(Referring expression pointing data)
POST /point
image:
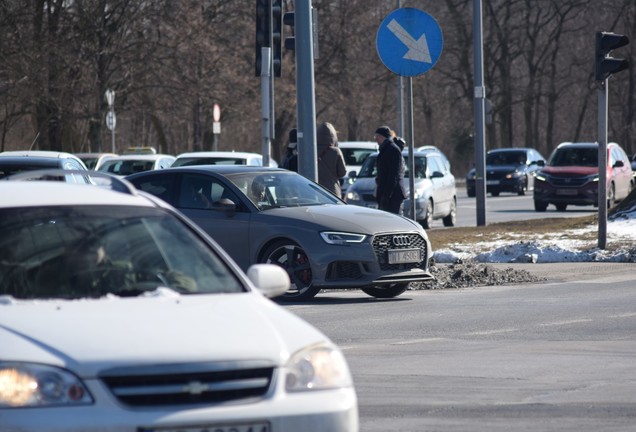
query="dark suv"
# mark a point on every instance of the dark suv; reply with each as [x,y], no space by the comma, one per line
[571,176]
[508,170]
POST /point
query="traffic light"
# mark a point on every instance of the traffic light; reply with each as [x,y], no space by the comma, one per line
[263,30]
[290,41]
[606,65]
[277,36]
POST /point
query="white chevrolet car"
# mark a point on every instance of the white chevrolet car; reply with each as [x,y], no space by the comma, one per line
[118,314]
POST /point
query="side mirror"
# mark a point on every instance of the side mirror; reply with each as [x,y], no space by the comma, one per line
[271,280]
[225,205]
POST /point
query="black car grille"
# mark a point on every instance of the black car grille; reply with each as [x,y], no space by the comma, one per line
[368,198]
[382,243]
[189,388]
[344,270]
[568,181]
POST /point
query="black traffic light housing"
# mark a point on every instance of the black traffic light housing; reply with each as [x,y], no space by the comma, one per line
[277,36]
[605,65]
[263,31]
[269,33]
[289,20]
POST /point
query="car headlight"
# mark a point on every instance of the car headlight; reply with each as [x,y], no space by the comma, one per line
[353,196]
[318,367]
[35,385]
[339,238]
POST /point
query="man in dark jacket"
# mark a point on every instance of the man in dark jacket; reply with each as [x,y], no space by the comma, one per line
[390,164]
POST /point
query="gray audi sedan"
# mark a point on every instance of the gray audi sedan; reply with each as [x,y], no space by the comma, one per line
[271,215]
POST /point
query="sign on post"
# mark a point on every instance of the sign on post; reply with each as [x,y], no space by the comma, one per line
[409,42]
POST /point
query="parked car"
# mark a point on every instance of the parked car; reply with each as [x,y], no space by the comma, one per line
[508,170]
[119,314]
[221,158]
[94,160]
[570,176]
[272,215]
[354,152]
[128,164]
[435,191]
[14,162]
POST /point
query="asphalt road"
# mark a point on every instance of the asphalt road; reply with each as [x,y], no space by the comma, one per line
[507,207]
[550,356]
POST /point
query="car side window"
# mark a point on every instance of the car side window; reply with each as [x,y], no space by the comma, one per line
[201,192]
[159,186]
[434,165]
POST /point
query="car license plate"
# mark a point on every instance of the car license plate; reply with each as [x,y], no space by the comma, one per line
[251,427]
[569,192]
[400,256]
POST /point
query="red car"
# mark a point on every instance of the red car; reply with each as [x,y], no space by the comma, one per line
[570,176]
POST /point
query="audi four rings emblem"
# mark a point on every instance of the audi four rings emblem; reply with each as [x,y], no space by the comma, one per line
[401,240]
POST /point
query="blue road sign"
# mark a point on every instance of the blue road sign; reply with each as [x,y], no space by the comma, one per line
[409,42]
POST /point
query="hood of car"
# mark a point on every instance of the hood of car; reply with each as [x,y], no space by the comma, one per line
[504,168]
[88,336]
[347,218]
[570,170]
[366,185]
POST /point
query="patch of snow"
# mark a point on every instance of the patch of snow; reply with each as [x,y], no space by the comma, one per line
[561,247]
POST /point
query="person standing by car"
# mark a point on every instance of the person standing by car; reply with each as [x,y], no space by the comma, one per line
[390,165]
[291,156]
[331,165]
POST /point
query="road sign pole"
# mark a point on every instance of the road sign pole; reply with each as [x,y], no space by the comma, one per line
[602,164]
[266,58]
[411,140]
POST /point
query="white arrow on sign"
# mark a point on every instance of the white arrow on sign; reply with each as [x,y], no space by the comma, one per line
[418,49]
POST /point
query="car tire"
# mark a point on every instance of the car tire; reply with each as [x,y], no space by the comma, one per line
[611,196]
[386,291]
[427,222]
[540,206]
[451,218]
[291,257]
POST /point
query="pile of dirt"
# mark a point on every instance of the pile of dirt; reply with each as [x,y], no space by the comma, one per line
[473,274]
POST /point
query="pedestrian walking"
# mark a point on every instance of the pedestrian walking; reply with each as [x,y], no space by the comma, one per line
[390,166]
[290,161]
[331,166]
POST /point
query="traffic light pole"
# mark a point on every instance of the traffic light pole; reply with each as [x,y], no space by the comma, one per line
[305,91]
[479,115]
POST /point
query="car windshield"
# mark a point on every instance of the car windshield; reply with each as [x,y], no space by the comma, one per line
[186,161]
[281,189]
[355,156]
[574,156]
[369,168]
[506,158]
[126,167]
[94,251]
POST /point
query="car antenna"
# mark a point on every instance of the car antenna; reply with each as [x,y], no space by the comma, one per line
[34,140]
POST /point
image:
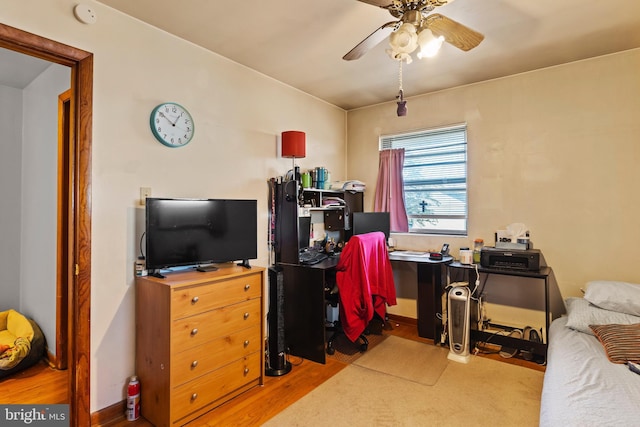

▶ _Exercise details_: Transcribe every line from the records above without alteration, and leave out the images.

▶ _Response area_:
POST /point
image:
query="dark suv"
# mark a point on every instance of the dark suv; reply with each as [x,y], no space by the comma, one per line
[571,176]
[508,170]
POST /point
query="traffic light"
# mark a point on every instance of the traffic light; reply with each as [x,y], no space by the comma, one per line
[263,30]
[290,41]
[606,65]
[277,36]
POST /point
query="white chevrolet car"
# mark a point on every instance of the white chevrolet car; reply with each as [x,y], no space by the comma, one per line
[118,314]
POST /point
query="side mirror"
# mark a point on every instance of the side mirror; reply with each as [x,y], no space by the comma, one per line
[271,280]
[225,205]
POST /point
query="black car grille"
# mark a point on every instance of the black car grille; reply with each as [x,y], no space by the comma, one per line
[368,198]
[382,243]
[189,388]
[344,270]
[568,181]
POST /point
query="black traffic light housing"
# mark a point on every instance of the black traffic light housing; reply with each as [x,y], no space by the comma, one per line
[277,36]
[605,65]
[263,31]
[269,33]
[289,20]
POST /point
query="car headlight"
# mark a point on every instance of the car headlight; reply with each as [x,y], no space by the comma, one per line
[353,196]
[318,367]
[35,385]
[339,238]
POST /point
query="man in dark jacket"
# mark a point on every instance of the man in dark jacket; reply with each as [x,y], no space by the comma, one per line
[390,164]
POST /point
query="gray audi sedan"
# mark a point on every instance of the gray audi sedan; reply with each as [x,y], no space by the comma, one per line
[271,215]
POST /point
query="sign on post"
# mark a point on every instance of the sign on post; reply with each as [x,y], no space by the comma, one per line
[409,42]
POST /point
query="parked car"
# mark a point on every instance of the parked car; reply with each as [x,y], no space by the comma, one per line
[508,170]
[119,314]
[221,158]
[94,160]
[570,176]
[272,215]
[354,152]
[128,164]
[435,191]
[14,162]
POST /point
query="asphalt road"
# mark a point on every instance of the asphalt road; reply with each as [x,y], no space by the comma, one per line
[507,207]
[550,356]
POST /point
query="car side window"
# mark a point on every instance of the car side window; reply with each as [x,y], no space by the comma, one per line
[201,192]
[159,186]
[434,165]
POST /point
query="car license plate"
# mark a point on every instance of the car license plate; reply with each as [x,y], no space by the comma, one per line
[251,427]
[569,192]
[400,256]
POST /point
query="red car"
# mark a point on every instance of the red car; reply with each as [x,y], no space by the comma, one per line
[570,176]
POST /point
query="audi four rings emblem"
# mark a point on every instance of the audi four rings emblem; reply with each as [x,y], no space by the comma, one per line
[401,240]
POST /point
query="blue road sign"
# mark a point on every instance of the blue road sign; reply with each as [x,y], no space by the comma, one per line
[409,42]
POST /point
query="hood of car"
# mark a point on every instance of the hood of car; reply with each as [x,y], no space by the comma, one per line
[504,168]
[88,336]
[347,218]
[570,170]
[366,185]
POST /point
query="patch of snow"
# mark a point on every instance of the patch of snow; reply with each as [x,y], no space by the comma, one per line
[561,247]
POST /point
query="person standing by car"
# mark a point on every instance of the person standing by car; reply with each as [x,y], no space by the comma, one per line
[390,165]
[291,156]
[331,165]
POST /point
query="road sign pole"
# mark a point on every instance of the road sign pole; reply with each as [x,y], no space by the comma, one per line
[602,164]
[266,58]
[411,140]
POST /point
query="white arrow on sign"
# mark a point on every instance of the white arrow on sign; reply with each as [x,y], no space by the comma, one per line
[418,49]
POST /point
query="car tire"
# mark a point on every instance of the car tire; reply with each as [x,y], no space by the comma, one per line
[611,196]
[386,291]
[427,222]
[540,206]
[451,218]
[291,257]
POST /point
query="pile of dirt"
# mark a point on every instance of the pile of dirt; reply with each as [x,y], no space by the comma, one per line
[473,274]
POST /point
query="pedestrian walking"
# mark a point on every instance of the pedestrian walking; reply with each as [x,y], no space by the comma, one per line
[390,166]
[290,161]
[331,166]
POST /point
query="traffic light pole"
# mark a point on every instance of the traffic light pole; reply with each as [x,y], no space by the comma, one per line
[305,91]
[479,115]
POST /point
query="car windshield"
# mark a point on every instance of the car windshield; reply with each as [x,y], no space by the comma, one per line
[186,161]
[281,189]
[355,156]
[574,156]
[369,168]
[506,158]
[126,167]
[94,251]
POST /point
query="car antenna"
# mark a point on every instance of the car antenna; reply with each as [x,y], no space by the comma, one per line
[34,140]
POST /point
image:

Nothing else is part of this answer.